--- start of Dataset content ---

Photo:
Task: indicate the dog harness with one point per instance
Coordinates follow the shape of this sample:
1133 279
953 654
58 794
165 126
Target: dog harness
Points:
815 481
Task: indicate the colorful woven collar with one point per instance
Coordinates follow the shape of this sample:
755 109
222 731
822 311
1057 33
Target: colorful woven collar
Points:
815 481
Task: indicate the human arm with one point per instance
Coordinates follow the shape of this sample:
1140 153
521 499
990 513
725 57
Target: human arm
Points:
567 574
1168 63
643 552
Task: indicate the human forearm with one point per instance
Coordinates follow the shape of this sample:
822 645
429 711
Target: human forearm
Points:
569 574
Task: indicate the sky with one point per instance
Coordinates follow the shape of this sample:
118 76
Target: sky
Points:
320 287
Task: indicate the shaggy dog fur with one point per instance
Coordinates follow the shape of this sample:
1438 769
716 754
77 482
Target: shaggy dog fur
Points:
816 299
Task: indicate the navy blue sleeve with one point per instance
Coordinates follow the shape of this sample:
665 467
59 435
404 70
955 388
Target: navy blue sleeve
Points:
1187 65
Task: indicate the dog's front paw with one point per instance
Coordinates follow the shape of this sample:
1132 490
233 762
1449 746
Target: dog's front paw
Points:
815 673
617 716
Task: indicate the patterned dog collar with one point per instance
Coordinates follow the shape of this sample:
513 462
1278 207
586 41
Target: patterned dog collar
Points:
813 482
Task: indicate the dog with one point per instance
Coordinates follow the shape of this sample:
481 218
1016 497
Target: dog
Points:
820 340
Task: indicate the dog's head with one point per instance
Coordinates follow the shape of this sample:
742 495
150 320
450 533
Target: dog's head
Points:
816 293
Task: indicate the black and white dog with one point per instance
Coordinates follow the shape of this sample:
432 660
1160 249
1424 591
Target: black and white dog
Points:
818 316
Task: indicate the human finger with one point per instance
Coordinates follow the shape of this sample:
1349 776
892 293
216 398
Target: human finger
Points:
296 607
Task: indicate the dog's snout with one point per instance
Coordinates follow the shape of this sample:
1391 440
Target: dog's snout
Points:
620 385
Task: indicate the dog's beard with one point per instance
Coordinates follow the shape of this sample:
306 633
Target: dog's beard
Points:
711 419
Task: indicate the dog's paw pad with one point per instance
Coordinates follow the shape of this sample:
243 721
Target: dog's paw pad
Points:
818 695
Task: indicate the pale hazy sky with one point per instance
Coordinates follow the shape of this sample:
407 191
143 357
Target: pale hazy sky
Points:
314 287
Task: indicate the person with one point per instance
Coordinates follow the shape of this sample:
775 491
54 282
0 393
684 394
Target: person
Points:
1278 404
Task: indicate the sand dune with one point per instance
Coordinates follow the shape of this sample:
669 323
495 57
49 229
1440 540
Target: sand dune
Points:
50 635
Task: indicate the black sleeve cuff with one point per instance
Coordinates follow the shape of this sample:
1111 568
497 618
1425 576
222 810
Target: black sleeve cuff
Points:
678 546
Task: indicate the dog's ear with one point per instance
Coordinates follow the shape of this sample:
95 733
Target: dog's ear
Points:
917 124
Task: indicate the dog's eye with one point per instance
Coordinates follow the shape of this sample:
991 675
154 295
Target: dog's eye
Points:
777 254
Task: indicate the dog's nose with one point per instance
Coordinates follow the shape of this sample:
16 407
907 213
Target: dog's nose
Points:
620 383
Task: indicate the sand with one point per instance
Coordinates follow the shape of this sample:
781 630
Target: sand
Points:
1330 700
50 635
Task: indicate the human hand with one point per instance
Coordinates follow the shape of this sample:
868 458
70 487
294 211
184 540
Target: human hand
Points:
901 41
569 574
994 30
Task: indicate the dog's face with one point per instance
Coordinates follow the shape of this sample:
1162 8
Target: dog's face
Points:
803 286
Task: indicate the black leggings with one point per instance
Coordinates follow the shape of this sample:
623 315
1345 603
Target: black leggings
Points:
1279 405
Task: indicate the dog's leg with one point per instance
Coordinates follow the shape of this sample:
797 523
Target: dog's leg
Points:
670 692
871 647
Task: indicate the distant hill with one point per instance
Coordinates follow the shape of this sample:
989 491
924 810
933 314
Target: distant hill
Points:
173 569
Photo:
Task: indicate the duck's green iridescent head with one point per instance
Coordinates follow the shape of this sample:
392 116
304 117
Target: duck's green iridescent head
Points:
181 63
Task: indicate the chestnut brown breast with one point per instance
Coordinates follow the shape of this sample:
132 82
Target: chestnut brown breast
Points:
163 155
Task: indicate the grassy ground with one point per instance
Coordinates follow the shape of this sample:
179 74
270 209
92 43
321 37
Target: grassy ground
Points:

--- end of Dataset content ---

Exercise directions: Your task is to transcribe the listing above in full, exactly as given.

Full solution:
Photo:
Task: indicate the dog harness with one point per instance
Coordinates follow the shape of this sample:
1133 279
953 654
58 794
165 126
Target: dog harness
Points:
815 481
Task: indicate the colorful woven collar with one point per instance
Coordinates follow the shape of this sample:
755 109
222 731
822 311
1057 33
Target: colorful woven collar
Points:
815 481
Task: indicate the human arm with one point per instance
Coordinates follow the shape of this sample:
1140 153
521 499
990 513
725 57
Target: human arm
Points:
567 574
1168 63
643 552
Task: indicate the human forearm with one point per instance
Coordinates follow the shape of this sample:
822 645
429 711
Target: human forearm
Points:
569 574
Task: indicate the sky with one point per instance
Coordinates follow the shape of this sample:
118 76
Target: sky
Points:
320 287
Task: indicate the shaggy dog fur with one point per instance
Coordinates follow the shape of this sample:
1438 769
716 754
77 482
Target: shaggy dog fur
Points:
816 299
Task: indicate the navy blue sleeve with one point per instance
Coordinates follow the shape of this sample:
665 467
59 435
404 70
955 388
Target: navy blue sleeve
Points:
1187 65
Task: indicate the dog's front paw with one point per instance
Coordinates follow the shape of this sample:
1132 490
233 762
1449 746
Target: dog's front paw
Points:
815 673
617 716
Task: indicate the patterned dog collar with one point per instance
Coordinates follow the shape of this sample:
513 462
1278 207
586 41
Target: patterned dog collar
Points:
813 482
Task: indicate the dog with one point per instance
Coordinates follow the shape of this sample:
481 218
1016 497
Target: dog
Points:
820 340
Task: indicate the dog's head with one point per instance
Coordinates follow the shape of this sample:
742 495
150 320
450 533
Target: dog's head
Points:
816 293
Task: indicate the black and white dog with one point per instance
Coordinates follow the shape of this sample:
432 660
1160 249
1424 591
Target: black and white dog
Points:
818 316
Task: indicate the human finger with one point per instance
Coordinates follow the shape of this sample:
1349 776
892 293
216 398
Target: human finger
Points:
296 607
Task: indicate the dog's snout with one point per instance
Coordinates follow the shape of this sample:
1391 440
Target: dog's snout
Points:
620 385
Task: indicate the dog's beard with one point per instance
Coordinates follow the shape of this sample:
306 633
Target: dog's beard
Points:
711 419
Task: indicate the dog's paw pad with one point per instance
Coordinates follow the shape of this sample:
243 721
Target: dog's paw pad
Points:
818 695
Task: indicate the pale hazy sky with one point per instance
Coordinates follow the shape of this sample:
407 191
143 357
Target: pale hazy sky
Points:
314 287
Task: indicate the person with one point per instance
Coordinates follow the shape of this sample:
775 491
54 282
0 393
684 394
Target: person
Points:
1278 404
Task: indicate the sand dune with one point per instance
Coordinates follow the shape of this sample:
669 323
495 57
49 229
1440 540
Target: sand dune
Points:
50 635
Task: indicate the black sleeve cuff with one point per instance
Coordinates follow the shape of this sample:
1111 568
497 618
1425 576
222 810
Target: black sleeve cuff
Points:
678 546
Task: indicate the dog's ear with one point per instance
Coordinates follow the shape of this sample:
95 733
Target: dog's ear
Points:
917 124
Task: indicate the dog's eye with one point per instance
Coordinates follow the shape of this sample:
991 675
154 295
Target: dog's eye
Points:
777 254
Task: indicate the dog's nose with one point per instance
Coordinates follow the shape of this sample:
16 407
907 213
Target: dog's nose
Points:
620 383
Task: indicate the sand with one point per instance
Coordinates follow the shape of this sample:
781 630
Target: sand
Points:
1330 700
50 635
Task: indicate the human hand with one point per instance
Coordinates follow the shape of this sample:
868 458
70 487
294 211
184 540
Target: human hand
Points:
901 41
569 574
994 30
Task: indicate the dog's face with one point per instance
Coordinates follow the shape of this sample:
1162 8
Target: dog's face
Points:
803 286
Task: indicate the black leggings with one point per instance
Coordinates follow the shape of this sample:
623 315
1345 603
Target: black leggings
Points:
1279 405
Task: indicate the dog's leg with one point per instance
Coordinates follow the shape of this sample:
797 523
Target: dog's leg
Points:
670 692
871 647
Task: indicate the distant hill with one point per instance
Coordinates follow the shape of this sample:
989 491
924 810
933 314
Target: distant hill
Points:
173 569
Photo:
Task: indicate the duck's green iridescent head with one point per instance
Coordinates follow the shape of this sample:
392 116
304 117
Target: duck's green iridescent head
Points:
181 63
Task: indicate the chestnut brown breast with one point per instance
Coordinates follow the shape of this sample:
132 82
Target: chestnut brown breast
Points:
163 155
Task: indicate the grassy ground with one point per instance
Coordinates follow the shape of this sample:
179 74
270 209
92 43
321 37
Target: grassy ground
Points:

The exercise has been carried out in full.